(DOCUMENT PASSAGE)

....

You are here:
PacLII >>
Databases >>
High Court of Fiji >>
2019 >>
[2019] FJHC 742
Database Search
| Name Search
| Recent Decisions
| Noteup
| LawCite
| Download
| Help
State v Anderson [2019] FJHC 742; HAC31.2018 (26 July 2019)
IN THE HIGH COURT OF FIJI
AT SUVA
CRIMINAL JURISDICTION
Crim. Case No: HAC 31 of 2018
STATE
vs.
- HARRY ANDERSON
- VILIAME COLATI
Counsel: Ms. U. Tamanikaiyaroi for the State
Accused 1 - Appearing in Person
Mr. K. Chang with Ms. R. Nabainivalu for Accused 2
Date of Hearing: 22nd. 23rd, 24th and 25th July 2019
Date of Ruling: 26th July 2019
RULING
[ON NO CASE TO ANSWER]
- The two accused are being charged with one count of Aggravated Robbery, contrary to Section 311 ( 1) (a) of the Crimes Act. The particulars
of the offence are that:
FIRST COUNT
Statement of Offence
AGGRAVATED ROBBERY: Contrary to Section 311 (1) (a) of the Crimes Act 2009.
Particulars of Offence
HARRY ANDERSON and VILIAME COLATI between the 14th day and the 15th day of January, 2018 at Nasinu in the Central Division, in the company of each other, robbed HIRDESHNI SHEELAM GAUTAM of 1 x Nokia N5 Mobile phone valued at $495.00, 1 x vodafone Huwaei WIFI Modem valued at $140.00 and an E-Ticketing Card, all to the total value
of $635.00, the property of HIRDESHNI SHEELAM GAUTAM.

....

(EXERCISES TO COMPLETE)
a) Answer these questions about the court ruling:
(i) Who appeared as counsel for the State?
(ii) On what date was the ruling delivered?
(iii) What total value is given for the property in the particulars of the offence?
b) Duplicate the part of the court ruling starting with "Particulars of Offence" and going on through "HIRDESHNI SHEELAM GAUTAM.".
The rows come from a separate source.

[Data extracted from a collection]
....

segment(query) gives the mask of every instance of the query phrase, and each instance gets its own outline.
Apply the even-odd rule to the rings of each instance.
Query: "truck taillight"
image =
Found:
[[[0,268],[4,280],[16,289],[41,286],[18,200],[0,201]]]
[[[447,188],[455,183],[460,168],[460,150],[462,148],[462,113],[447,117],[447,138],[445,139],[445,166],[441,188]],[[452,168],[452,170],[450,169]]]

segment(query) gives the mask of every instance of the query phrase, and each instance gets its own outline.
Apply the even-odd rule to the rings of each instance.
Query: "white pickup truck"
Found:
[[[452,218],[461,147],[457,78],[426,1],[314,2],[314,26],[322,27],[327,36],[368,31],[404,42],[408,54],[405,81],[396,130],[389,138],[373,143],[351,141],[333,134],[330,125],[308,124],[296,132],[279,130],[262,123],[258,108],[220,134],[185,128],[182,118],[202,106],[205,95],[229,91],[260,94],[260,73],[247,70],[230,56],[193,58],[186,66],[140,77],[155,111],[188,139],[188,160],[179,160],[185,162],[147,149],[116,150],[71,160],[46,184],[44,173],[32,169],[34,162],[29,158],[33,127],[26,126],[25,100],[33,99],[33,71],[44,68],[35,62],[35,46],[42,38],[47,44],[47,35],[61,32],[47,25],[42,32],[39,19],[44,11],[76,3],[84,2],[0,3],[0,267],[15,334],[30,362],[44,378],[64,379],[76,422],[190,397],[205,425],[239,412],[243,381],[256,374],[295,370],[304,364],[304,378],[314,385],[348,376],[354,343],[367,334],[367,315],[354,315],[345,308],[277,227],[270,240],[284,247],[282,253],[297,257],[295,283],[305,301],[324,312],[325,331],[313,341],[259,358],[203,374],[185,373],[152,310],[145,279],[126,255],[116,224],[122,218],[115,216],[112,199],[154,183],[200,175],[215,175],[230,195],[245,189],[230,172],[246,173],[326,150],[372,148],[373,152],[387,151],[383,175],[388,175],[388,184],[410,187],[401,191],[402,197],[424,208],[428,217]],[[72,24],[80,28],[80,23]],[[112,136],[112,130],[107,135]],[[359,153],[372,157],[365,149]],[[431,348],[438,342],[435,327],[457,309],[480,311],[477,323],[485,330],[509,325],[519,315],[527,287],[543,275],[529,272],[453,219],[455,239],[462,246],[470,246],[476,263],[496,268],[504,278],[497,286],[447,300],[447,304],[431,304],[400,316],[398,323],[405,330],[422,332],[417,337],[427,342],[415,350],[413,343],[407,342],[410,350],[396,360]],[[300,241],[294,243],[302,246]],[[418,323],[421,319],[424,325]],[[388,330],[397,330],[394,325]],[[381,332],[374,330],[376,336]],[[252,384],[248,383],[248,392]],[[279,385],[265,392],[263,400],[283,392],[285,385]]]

....

(EXERCISE RESULTS)
a)
(i) Ms. U. Tamanikaiyaroi
(ii) 26th July 2019
(iii) $635.00

b)
Particulars of Offence
HARRY ANDERSON and VILIAME COLATI between the 14th day and the 15th day of January, 2018 at Nasinu in the Central Division, in the company of each other, robbed HIRDESHNI SHEELAM GAUTAM of 1 x Nokia N5 Mobile phone valued at $495.00, 1 x vodafone Huwaei WIFI Modem valued at $140.00 and an E-Ticketing Card, all to the total value
of $635.00, the property of HIRDESHNI SHEELAM GAUTAM.